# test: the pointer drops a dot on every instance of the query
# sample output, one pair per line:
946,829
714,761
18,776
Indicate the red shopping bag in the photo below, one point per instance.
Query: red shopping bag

________

Required task
Give the data above as a Markdown table with the columns Line and Text. Put the row number under Line and the line itself under Text, and leave out any blank lines.

Answer to this task
| Line | Text |
|---|---|
| 1 | # test: the pointer drops a dot on every instance of the query |
| 2 | # sample output, one pair per line: |
| 3 | 946,829 |
| 4 | 714,761 |
| 5 | 18,776 |
| 6 | Indicate the red shopping bag in the photo below, one point per instance. |
| 7 | Query: red shopping bag |